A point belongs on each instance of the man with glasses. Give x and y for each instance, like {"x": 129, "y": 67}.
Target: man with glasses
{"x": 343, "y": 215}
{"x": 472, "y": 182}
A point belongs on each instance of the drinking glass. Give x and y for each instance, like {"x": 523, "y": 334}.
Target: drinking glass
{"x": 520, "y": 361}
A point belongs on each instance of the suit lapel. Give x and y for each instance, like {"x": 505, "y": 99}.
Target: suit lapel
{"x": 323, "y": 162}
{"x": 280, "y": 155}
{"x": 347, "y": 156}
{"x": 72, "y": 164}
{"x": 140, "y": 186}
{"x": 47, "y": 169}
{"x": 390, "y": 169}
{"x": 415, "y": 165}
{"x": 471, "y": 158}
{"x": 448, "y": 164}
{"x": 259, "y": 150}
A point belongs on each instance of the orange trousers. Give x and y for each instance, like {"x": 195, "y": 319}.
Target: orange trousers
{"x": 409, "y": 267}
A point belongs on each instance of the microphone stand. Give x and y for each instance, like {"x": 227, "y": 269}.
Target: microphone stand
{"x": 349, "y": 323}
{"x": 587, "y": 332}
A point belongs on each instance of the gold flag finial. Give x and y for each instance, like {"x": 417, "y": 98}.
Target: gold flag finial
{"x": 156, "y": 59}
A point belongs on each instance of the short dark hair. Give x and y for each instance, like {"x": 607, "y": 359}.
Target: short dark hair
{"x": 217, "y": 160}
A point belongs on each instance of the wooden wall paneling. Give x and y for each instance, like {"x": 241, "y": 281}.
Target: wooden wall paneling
====
Reproduce word for word the stretch of the listing above, from the line containing "A point belongs on each instance of the short" through the end of the listing.

A point belongs on each instance of the short dark hair. Give x and y for each instance, like {"x": 607, "y": 359}.
Target: short dark hair
{"x": 217, "y": 160}
A point belongs on each instance of the wooden wall paneling. Give x and y for each instance, like {"x": 241, "y": 281}.
Target: wooden wall paneling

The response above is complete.